SOURCE MATERIAL>
# # # # # # #

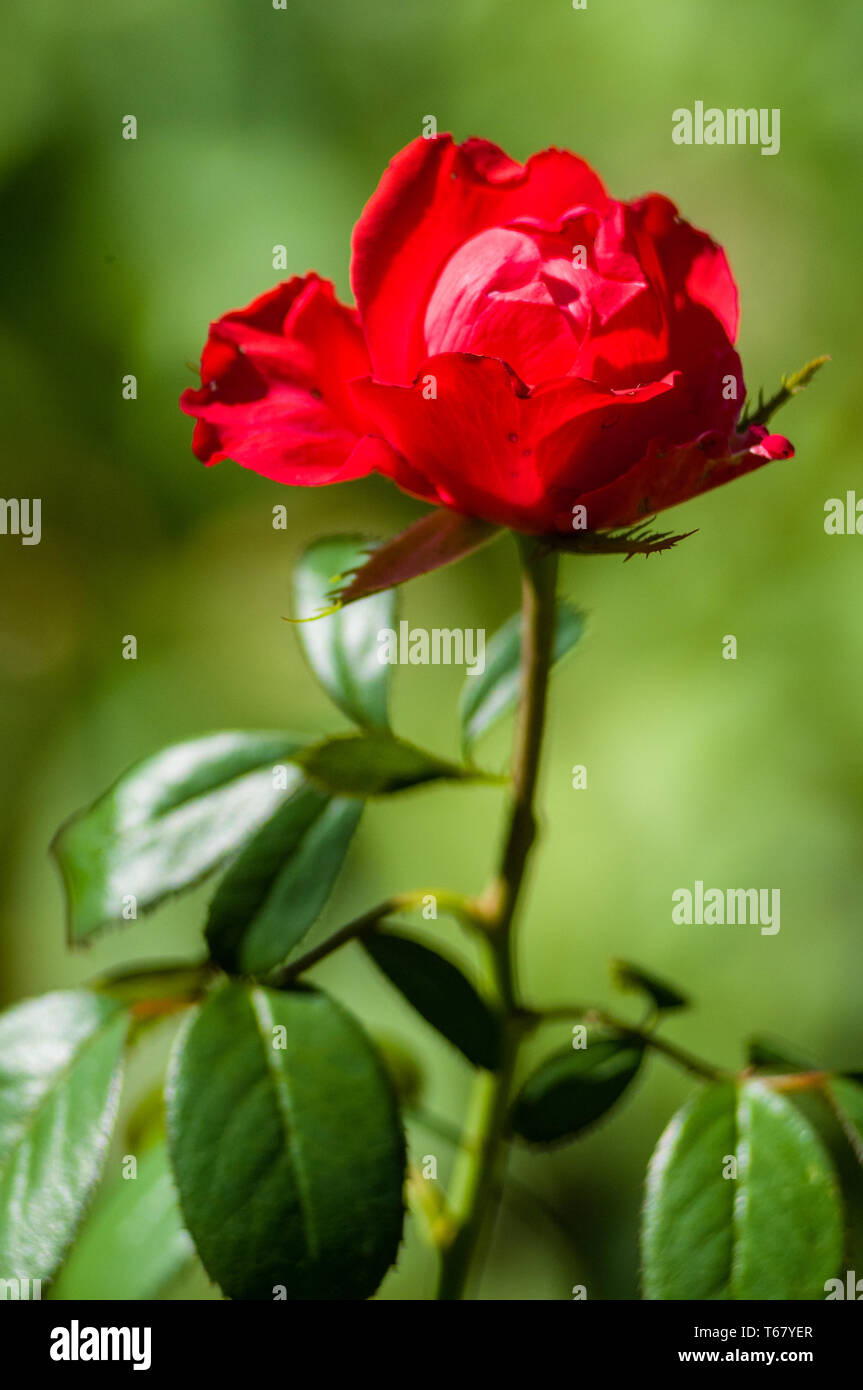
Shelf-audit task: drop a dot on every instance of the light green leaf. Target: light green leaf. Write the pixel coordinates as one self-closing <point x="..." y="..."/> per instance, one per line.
<point x="774" y="1057"/>
<point x="134" y="1243"/>
<point x="374" y="765"/>
<point x="489" y="695"/>
<point x="441" y="993"/>
<point x="571" y="1090"/>
<point x="167" y="823"/>
<point x="847" y="1100"/>
<point x="773" y="1232"/>
<point x="342" y="648"/>
<point x="60" y="1068"/>
<point x="285" y="1147"/>
<point x="277" y="887"/>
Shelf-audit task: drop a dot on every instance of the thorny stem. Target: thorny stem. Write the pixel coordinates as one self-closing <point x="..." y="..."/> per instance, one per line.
<point x="481" y="1159"/>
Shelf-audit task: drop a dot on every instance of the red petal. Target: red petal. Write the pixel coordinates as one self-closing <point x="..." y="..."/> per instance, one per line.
<point x="274" y="394"/>
<point x="488" y="446"/>
<point x="432" y="198"/>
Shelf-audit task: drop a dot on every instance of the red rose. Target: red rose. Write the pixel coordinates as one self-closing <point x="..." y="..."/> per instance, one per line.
<point x="523" y="344"/>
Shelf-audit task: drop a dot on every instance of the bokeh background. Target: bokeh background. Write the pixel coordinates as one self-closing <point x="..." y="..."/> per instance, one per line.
<point x="261" y="127"/>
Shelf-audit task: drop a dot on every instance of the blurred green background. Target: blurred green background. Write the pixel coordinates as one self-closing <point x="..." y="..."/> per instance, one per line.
<point x="261" y="127"/>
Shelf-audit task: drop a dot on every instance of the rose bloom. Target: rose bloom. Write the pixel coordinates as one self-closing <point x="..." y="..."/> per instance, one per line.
<point x="523" y="345"/>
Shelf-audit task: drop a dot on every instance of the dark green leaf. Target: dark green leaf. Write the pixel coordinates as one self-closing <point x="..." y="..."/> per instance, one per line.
<point x="141" y="986"/>
<point x="773" y="1232"/>
<point x="489" y="695"/>
<point x="342" y="648"/>
<point x="574" y="1089"/>
<point x="628" y="976"/>
<point x="635" y="540"/>
<point x="374" y="765"/>
<point x="134" y="1243"/>
<point x="435" y="540"/>
<point x="277" y="887"/>
<point x="774" y="1057"/>
<point x="60" y="1068"/>
<point x="285" y="1146"/>
<point x="438" y="990"/>
<point x="167" y="823"/>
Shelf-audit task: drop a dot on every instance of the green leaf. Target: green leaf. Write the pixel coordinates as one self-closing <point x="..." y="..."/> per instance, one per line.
<point x="435" y="540"/>
<point x="628" y="976"/>
<point x="489" y="695"/>
<point x="60" y="1069"/>
<point x="167" y="823"/>
<point x="571" y="1090"/>
<point x="374" y="765"/>
<point x="156" y="983"/>
<point x="134" y="1243"/>
<point x="774" y="1057"/>
<point x="635" y="540"/>
<point x="278" y="884"/>
<point x="342" y="647"/>
<point x="773" y="1232"/>
<point x="791" y="387"/>
<point x="441" y="993"/>
<point x="847" y="1100"/>
<point x="285" y="1146"/>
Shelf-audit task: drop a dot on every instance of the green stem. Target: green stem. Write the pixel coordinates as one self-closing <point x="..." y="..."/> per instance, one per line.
<point x="478" y="1171"/>
<point x="676" y="1054"/>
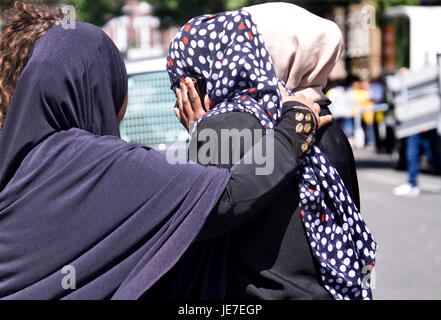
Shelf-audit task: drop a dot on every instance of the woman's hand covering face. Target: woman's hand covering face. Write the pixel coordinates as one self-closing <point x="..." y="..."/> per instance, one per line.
<point x="189" y="108"/>
<point x="315" y="107"/>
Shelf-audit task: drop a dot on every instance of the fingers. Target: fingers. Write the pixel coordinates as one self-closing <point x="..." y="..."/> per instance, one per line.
<point x="179" y="109"/>
<point x="283" y="92"/>
<point x="187" y="108"/>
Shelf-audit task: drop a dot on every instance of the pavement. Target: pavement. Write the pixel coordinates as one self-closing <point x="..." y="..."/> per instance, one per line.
<point x="407" y="230"/>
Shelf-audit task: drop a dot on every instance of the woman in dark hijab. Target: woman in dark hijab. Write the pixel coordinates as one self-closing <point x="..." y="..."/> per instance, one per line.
<point x="311" y="242"/>
<point x="76" y="199"/>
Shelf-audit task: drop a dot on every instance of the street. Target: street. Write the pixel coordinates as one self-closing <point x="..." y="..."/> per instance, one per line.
<point x="407" y="230"/>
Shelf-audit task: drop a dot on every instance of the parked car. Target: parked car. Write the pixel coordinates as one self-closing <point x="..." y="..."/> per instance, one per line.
<point x="150" y="119"/>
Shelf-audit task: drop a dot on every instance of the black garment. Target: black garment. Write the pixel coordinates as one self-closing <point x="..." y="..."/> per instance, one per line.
<point x="201" y="272"/>
<point x="269" y="256"/>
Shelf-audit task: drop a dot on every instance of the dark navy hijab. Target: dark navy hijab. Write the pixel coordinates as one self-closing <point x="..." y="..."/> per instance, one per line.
<point x="73" y="194"/>
<point x="227" y="51"/>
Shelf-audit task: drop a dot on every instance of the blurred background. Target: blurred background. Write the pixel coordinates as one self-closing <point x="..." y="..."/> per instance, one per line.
<point x="386" y="96"/>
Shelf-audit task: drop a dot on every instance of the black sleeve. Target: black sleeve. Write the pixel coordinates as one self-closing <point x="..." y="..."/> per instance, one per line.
<point x="249" y="191"/>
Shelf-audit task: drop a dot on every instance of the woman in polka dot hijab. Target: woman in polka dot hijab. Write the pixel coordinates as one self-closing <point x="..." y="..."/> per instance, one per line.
<point x="227" y="51"/>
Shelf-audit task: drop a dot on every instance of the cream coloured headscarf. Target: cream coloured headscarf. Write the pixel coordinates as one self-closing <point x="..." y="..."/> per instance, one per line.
<point x="304" y="47"/>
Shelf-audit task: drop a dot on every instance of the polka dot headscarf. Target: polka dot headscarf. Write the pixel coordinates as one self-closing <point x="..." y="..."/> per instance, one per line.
<point x="227" y="51"/>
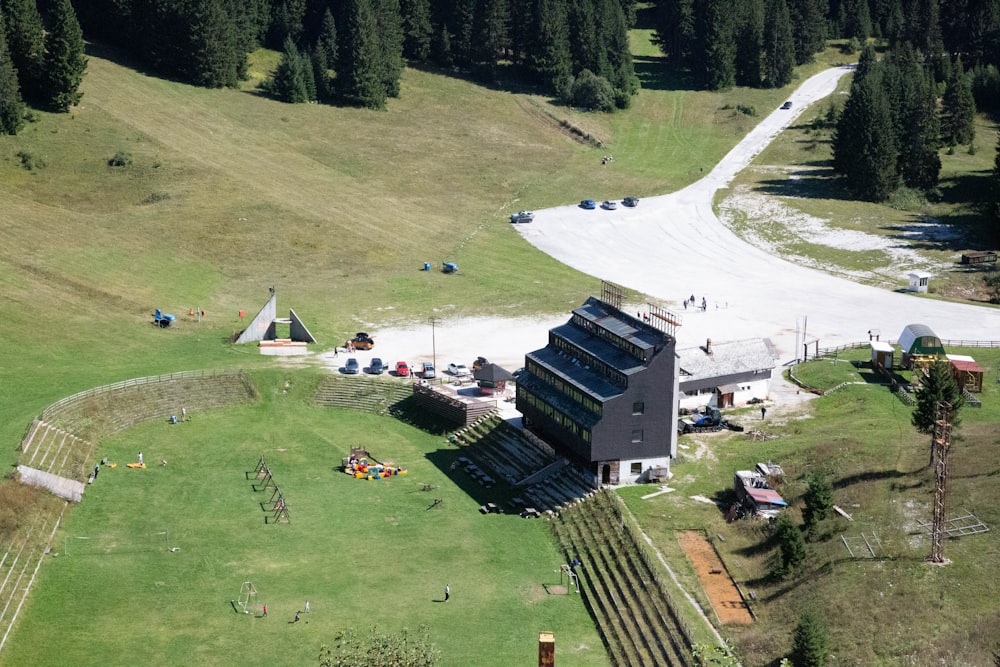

# # # # # # #

YOUR ASSIGNMENT>
The response must repeat all the lines above exactly and include no pictures.

EXERCISE OUTPUT>
Shelf-audit task: drop a dot on every instance of the light green leaf. Target: light green leaf. Write the pixel coordinates as one self-closing <point x="..." y="..."/> per instance, one per line.
<point x="774" y="1057"/>
<point x="134" y="1243"/>
<point x="374" y="765"/>
<point x="489" y="695"/>
<point x="441" y="993"/>
<point x="571" y="1090"/>
<point x="167" y="823"/>
<point x="847" y="1100"/>
<point x="773" y="1232"/>
<point x="342" y="648"/>
<point x="60" y="1068"/>
<point x="285" y="1147"/>
<point x="277" y="887"/>
Shelf-audit task: drop a dot on every instance of the thorny stem. Target: thorny stem. Write the pixel coordinates as one self-closing <point x="..." y="..."/> per instance, one per line.
<point x="481" y="1159"/>
Shelf-audit task: drop a dot on every instance of the red petal. Target: red petal. Write the pixel coordinates as one self-closing <point x="..." y="..."/> per instance, one per line.
<point x="274" y="394"/>
<point x="488" y="446"/>
<point x="432" y="198"/>
Shelf-audit task: drop a dot on every instance of the red rose. Target: red rose. Write the pixel coordinates as one self-closing <point x="..." y="..."/> per instance, one per line.
<point x="523" y="344"/>
Shelf-audit task: drop a dot on every instance of the bokeh background. Target: bokeh background. Write the pixel coordinates as one self-closing <point x="..." y="..."/> per instance, one per line.
<point x="261" y="127"/>
Shelf-audit task: drop a dot on every instance of the blurred green background. Target: blurred green background. Write the pixel coordinates as one self-closing <point x="..." y="..."/> per instance, one per line.
<point x="261" y="127"/>
Shelf-audit task: drop a dot on every instance of the rose bloom. Target: rose bloom. Write the pixel coordinates as one self-closing <point x="..." y="..."/> per instance, one per line.
<point x="523" y="345"/>
Shelf-audit task: drop a dot on every instance of the dark green leaf. Target: dark green leaf. Write the pixel coordinates as one self-closing <point x="..." y="..."/> per instance, one per line.
<point x="141" y="986"/>
<point x="773" y="1232"/>
<point x="489" y="695"/>
<point x="342" y="648"/>
<point x="574" y="1089"/>
<point x="628" y="976"/>
<point x="635" y="540"/>
<point x="374" y="765"/>
<point x="134" y="1243"/>
<point x="435" y="540"/>
<point x="277" y="887"/>
<point x="774" y="1057"/>
<point x="60" y="1068"/>
<point x="285" y="1146"/>
<point x="438" y="990"/>
<point x="167" y="823"/>
Shelf-audit task: drop a dot on every instance of the green leaf. Target: green leaf. Write the pixel coordinates as one self-closing <point x="..." y="..."/> per instance, one per line.
<point x="435" y="540"/>
<point x="628" y="976"/>
<point x="489" y="695"/>
<point x="60" y="1069"/>
<point x="167" y="823"/>
<point x="571" y="1090"/>
<point x="374" y="765"/>
<point x="156" y="983"/>
<point x="134" y="1243"/>
<point x="774" y="1057"/>
<point x="635" y="540"/>
<point x="278" y="884"/>
<point x="342" y="647"/>
<point x="773" y="1232"/>
<point x="791" y="387"/>
<point x="441" y="993"/>
<point x="847" y="1100"/>
<point x="285" y="1146"/>
Shelf-audit task: drop a dot on every instance of the green stem. Target: green stem. Write the pixel coordinates as one self-closing <point x="..." y="..."/> per instance, one per line.
<point x="478" y="1171"/>
<point x="676" y="1054"/>
Shelf-audit task: drop a dot on every instance of the woman's hand covering face. Target: woman's hand covering face. Write the pixel coordinates as one self-closing <point x="..." y="..."/> per instance, one per line.
<point x="189" y="108"/>
<point x="315" y="107"/>
Shelf-audit task: drop a dot on every instance of the fingers. Target: fingers. Write the pixel coordinates as one self-closing <point x="..." y="..."/> per instance, one per line.
<point x="179" y="109"/>
<point x="283" y="92"/>
<point x="187" y="108"/>
Shelf-audit task: drop a dot on every instance of the pavement. Target: pavement. Write the pixel coordinates as one self-closing <point x="..." y="..."/> per instance, one per line.
<point x="407" y="230"/>
Shelf-audit task: drop a dot on every instance of the woman in dark hijab. Target: woman in dark hijab. Write the pixel coordinates as one self-closing <point x="..." y="..."/> per instance, one per line.
<point x="311" y="242"/>
<point x="76" y="199"/>
Shelf-audit task: drop a dot on every instance of the street. Target: street. Write the pixel coordinates as one self-closing <point x="..." y="..."/> per instance, one per line.
<point x="407" y="230"/>
Shelf-audit task: drop a dot on every instance of the parked car. Target: parked car. Write the pixel coordinates as one self-closing <point x="..." y="..."/> per instance, one per line.
<point x="150" y="119"/>
Shelf-audit task: drop a dot on every instance of the black garment. Target: black garment. Write the pixel coordinates as one self-closing <point x="..." y="..."/> per instance, one per line.
<point x="201" y="272"/>
<point x="269" y="256"/>
Shelf-audit task: drop a dot on every instance of the dark navy hijab. Target: dark navy hijab. Write the pixel coordinates as one self-closing <point x="..." y="..."/> per instance, one per line.
<point x="73" y="194"/>
<point x="227" y="51"/>
Shelf-audit task: drop a dot on every instance of the blurred background. Target: blurred background. Write the pixel coordinates as one self-closing <point x="..." y="..."/> per instance, one per line.
<point x="386" y="96"/>
Shelf-audit task: drop a dot on every instance of the black sleeve. Target: black sleeve. Write the pixel coordinates as one self-closing <point x="..." y="..."/> per instance, one per line.
<point x="249" y="191"/>
Shelf-audit task: drop a dot on every instance of the woman in polka dot hijab. Target: woman in polka dot hijab. Write the pixel coordinates as one self-closing <point x="..." y="..."/> per instance, one per line.
<point x="227" y="51"/>
Shelf-audit task: drop a dot on every instance of the cream coloured headscarf. Target: cream coloured headscarf. Write the pixel coordinates as one self-closing <point x="..." y="..."/> per instance, one per line.
<point x="304" y="47"/>
Shelf-audit task: drop a dot on every instance of the polka dot headscarf. Target: polka dot headscarf. Write the pixel coordinates as one self-closing <point x="..." y="..."/> per instance, one per line.
<point x="227" y="51"/>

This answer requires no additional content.